§ **Document excerpt**
------------

In favour
American democracy is teetering on the brink. While Biden’s election may delay the ultimate fall of Rome, it won’t prevent it. Why? Because Trump was a symptom, not the cause, of America’s slide towards kleptocracy. This means that while the 45th president’s departure from the White House might slow the collapse of the world’s oldest republic, it won’t reverse the trend.
Why is America’s democracy so brittle? The reason was articulated most recently in a report by the Center for American Progress, which argues that demographic changes across the country — making it more educated and less white — spell the eventual end of the Republican party’s capacity to prevail in free and fair elections.
Women, people of colour and other marginalised groups disproportionately favour Democrats, and soon the vast majority of the electorate will be comprised of these groups who — if they get out and vote — will carry the day every time.
No wonder the Republicans are running scared, though Democrats should be, too. If one party has the numbers to ensure they always win, the other side will feel cheated and try to exert their will some other way. Say, by cheating or blind support for “their” leader whatever he says or does.

------------

§ **Provided data**
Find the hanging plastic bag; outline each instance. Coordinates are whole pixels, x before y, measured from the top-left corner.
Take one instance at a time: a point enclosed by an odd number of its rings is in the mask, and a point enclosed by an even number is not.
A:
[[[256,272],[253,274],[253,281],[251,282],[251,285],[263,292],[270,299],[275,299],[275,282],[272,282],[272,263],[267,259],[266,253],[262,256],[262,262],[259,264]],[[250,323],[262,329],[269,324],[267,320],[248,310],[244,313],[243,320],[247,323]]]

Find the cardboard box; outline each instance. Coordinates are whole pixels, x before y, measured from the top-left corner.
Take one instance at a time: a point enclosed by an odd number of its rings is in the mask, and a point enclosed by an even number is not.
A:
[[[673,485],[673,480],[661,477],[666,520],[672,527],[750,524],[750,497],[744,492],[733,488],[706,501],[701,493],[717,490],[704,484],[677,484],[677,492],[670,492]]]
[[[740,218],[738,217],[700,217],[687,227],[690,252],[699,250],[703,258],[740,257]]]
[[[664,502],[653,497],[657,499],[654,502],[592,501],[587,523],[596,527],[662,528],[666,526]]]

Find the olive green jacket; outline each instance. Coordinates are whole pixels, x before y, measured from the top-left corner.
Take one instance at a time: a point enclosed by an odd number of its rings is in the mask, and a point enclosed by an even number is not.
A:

------------

§ **Work request 1**
In the opinion piece on American democracy, which organization issued the report that the piece cites on demographic change?
§ **Work request 2**
Continue the opinion piece on American democracy from its final sentence.

§ **Answer 1**
The Center for American Progress.

§ **Answer 2**
Even violence and civil war are possible if the disenfranchised truly feel there is no other way to make their voices heard.
Or the Republican party could change. There is nothing inevitable about women or people of colour turning their backs on conservative and populist parties. But inclusion won’t be easy. The terrible truth is that the exclusion and scapegoating of marginalised groups is what makes others — say, the infamous Trump base — feel they belong.
Could it happen in Australia? Some say no, but I disagree. Australia is different to America in a number of ways, but the similarities are striking. They include the visible absence of gender and other forms of diversity in the Liberal/National Parties, and the embrace of bigoted tropes, candidates and policies since the John Howard era to neutralise the electoral threat posed by Pauline Hanson and other racist parties.
Like the US, Australia is a multicultural nation with more than a quarter of our population born overseas. Our electorate is also polarised in a way that media academic Denis Muller attributes to the influence of News Corp in both countries.
Then there’s the growing income and wealth inequality in Australia that, while less stark than in the US, still sees the top 1% of Australians live in households with an average weekly income 26 times that of the bottom 5%.
Against
Hold on Tiger! Trump destroyed American democracy? The US has just had one of the most free and fair elections in its history, with turnout that — in a country where voting isn’t mandatory — topped the charts. In fact, Trump got more votes than any US President before him. Only problem for him is Biden got even more.
According to the international observers invited by the US State Department to monitor the 2020 vote, it all went down with barely a hitch. Given free and fair elections are the cornerstone of democracy, claims that US democracy is hurting, or that Trump is the cause of the imaginary decline, are fanciful.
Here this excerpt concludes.